#### Zu bearbeitende Aufgaben:
a) Übersetze aus dem Artikel über Oscar Pistorius den Satz "Er verhüllte dabei den Kopf mit dem dunklen Jackett des Anzugs." ins Englische.
b) Gib den Abschnitt des Artikels über Oscar Pistorius, der mit "An den nächsten" beginnt und sich bis "kurze Botschaft gab." erstreckt, erneut wieder und tausche dabei "Kaution" gegen "Auflagen" aus.

#### Bereitgestellter Text:

= = =

Oscar Pistorius: Nach Mordanklage droht lebenslange Haft

Oscar Pistorius wird vor Gericht gestellt. Er soll seine Freundin vorsätzlich erschossen haben. Der Haftrichter erhob am Freitag in Südafrikas Hauptstadt Pretoria Anklage wegen Mordes.

Oscar Pistorius sagt am 15. Februar 2013 vor Gericht in Pretoria zum Vorwurf des Mordes an seiner Freundin Reewa Steenkamp aus. Foto: picture-alliance
Oscar Pistorius sagt am 15. Februar 2013 vor Gericht in Pretoria zum Vorwurf des Mordes an seiner Freundin Reewa Steenkamp aus. Foto: picture-alliance

Damit droht dem Sportstar, dem wahrscheinlich noch in diesem Jahr der Prozess gemacht wird, lebenslange Haft. In seiner ersten Stellungnahme seit dem Tod seiner Lebensgefährtin Reeva Steenkamp ließ Pistorius durch Familie und Manager erklären: "Ich weise diese Anklage aufs Schärfste zurück."

Der sechsmalige Paralympics-Gewinner, der bei der Verlesung der Mordanklage im Gerichtssaal in Tränen ausgebrochen war, soll in der Nacht zum Donnerstag in seinem Haus seine 29 Jahre alte Freundin mit einer Pistole des Kalibers 9 Millimeter erschossen haben. In seinem Statement erklärte der 26-Jährige, das Wichtigste sei es nun, "dass alle unsere Gedanken bei der Familie und den Freunden von Reeva Steenkamp sind."

An den nächsten Verhandlungstagen am Dienstag und Mittwoch soll entschieden werden, ob der als "Bladerunner" bekannt gewordene Pistorius gegen Kaution freikommt. Bis dahin bleibt Pistorius, dessen Werbeeinkünfte sich auf jährlich zwei Millionen Dollar (1,5 Mio. Euro) belaufen sollen, in Haft. "Die Verteidigung hat bis dahin Zeit, die Dinge zu untersuchen", sagte Richter Desmond Nair. Wie sehr der spektakuläre Fall um Südafrikas Nationalheld in der Öffentlichkeit des Landes wirkt, machte die Tatsache deutlich, dass sogar Südafrikas Präsident Jacob Zuma im Parlament dazu eine kurze Botschaft gab.

Nachdem am Vortag medizinische und forensische Untersuchungen bei dem behinderten Läuferstar erfolgt waren, wurde Oscar Pistorius am Freitagmorgen aus seiner Zelle in der Boschkop-Polizeistation in Pretoria zum Gericht gebracht. Er verhüllte dabei den Kopf mit dem dunklen Jackett des Anzugs. Wenig später saß er mit gesenktem Kopf auf der Anklagebank, hinter ihm Vater Henke, der ihm öfter einen aufmunternden Klaps auf den Rücken gab, sowie Bruder Carl und Schwester Aimee. Als nach 40 Minuten Vernehmung die Entscheidung über die Mordanklage fiel, schlug er die Hände vors Gesicht und weinte. Dann verließ er vor laufenden Kameras und vielen Schaulustigen unter silberfarbener Jacke verborgen das Gerichtsgebäude.

= = =

Quelleinträge:
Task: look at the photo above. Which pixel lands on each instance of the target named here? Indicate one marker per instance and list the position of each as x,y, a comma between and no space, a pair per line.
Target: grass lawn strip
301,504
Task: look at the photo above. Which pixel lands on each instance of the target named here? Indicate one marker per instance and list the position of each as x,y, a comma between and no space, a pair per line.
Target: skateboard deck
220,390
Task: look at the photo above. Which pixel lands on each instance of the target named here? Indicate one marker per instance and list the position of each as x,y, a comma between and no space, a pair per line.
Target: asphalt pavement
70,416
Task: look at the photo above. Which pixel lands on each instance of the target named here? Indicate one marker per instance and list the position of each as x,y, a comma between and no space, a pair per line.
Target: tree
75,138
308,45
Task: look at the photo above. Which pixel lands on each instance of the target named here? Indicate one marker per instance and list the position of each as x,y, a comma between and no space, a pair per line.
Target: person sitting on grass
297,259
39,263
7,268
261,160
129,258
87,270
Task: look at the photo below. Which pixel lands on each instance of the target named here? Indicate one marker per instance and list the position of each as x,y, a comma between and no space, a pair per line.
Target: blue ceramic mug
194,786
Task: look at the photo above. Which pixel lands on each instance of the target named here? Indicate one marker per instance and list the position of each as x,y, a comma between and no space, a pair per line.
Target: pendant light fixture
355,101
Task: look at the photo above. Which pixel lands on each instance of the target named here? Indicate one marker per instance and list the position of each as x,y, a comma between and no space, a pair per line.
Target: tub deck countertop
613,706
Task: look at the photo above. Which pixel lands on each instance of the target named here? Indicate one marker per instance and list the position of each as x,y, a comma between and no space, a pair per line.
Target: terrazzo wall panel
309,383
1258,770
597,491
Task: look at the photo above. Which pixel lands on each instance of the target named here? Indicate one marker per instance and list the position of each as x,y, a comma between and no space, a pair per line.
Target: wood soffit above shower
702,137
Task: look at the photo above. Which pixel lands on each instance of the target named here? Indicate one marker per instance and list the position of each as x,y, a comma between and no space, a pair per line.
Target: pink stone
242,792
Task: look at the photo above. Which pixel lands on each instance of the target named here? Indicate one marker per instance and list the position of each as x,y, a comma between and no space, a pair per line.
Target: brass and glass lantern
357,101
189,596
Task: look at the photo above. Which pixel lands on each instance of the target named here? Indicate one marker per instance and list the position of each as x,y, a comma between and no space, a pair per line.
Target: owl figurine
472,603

= = =

#### Ergebnisse je Aufgabe:
a) In doing so, he covered his head with the dark jacket of his suit.

b)
An den nächsten Verhandlungstagen am Dienstag und Mittwoch soll entschieden werden, ob der als "Bladerunner" bekannt gewordene Pistorius gegen Auflagen freikommt. Bis dahin bleibt Pistorius, dessen Werbeeinkünfte sich auf jährlich zwei Millionen Dollar (1,5 Mio. Euro) belaufen sollen, in Haft. "Die Verteidigung hat bis dahin Zeit, die Dinge zu untersuchen", sagte Richter Desmond Nair. Wie sehr der spektakuläre Fall um Südafrikas Nationalheld in der Öffentlichkeit des Landes wirkt, machte die Tatsache deutlich, dass sogar Südafrikas Präsident Jacob Zuma im Parlament dazu eine kurze Botschaft gab.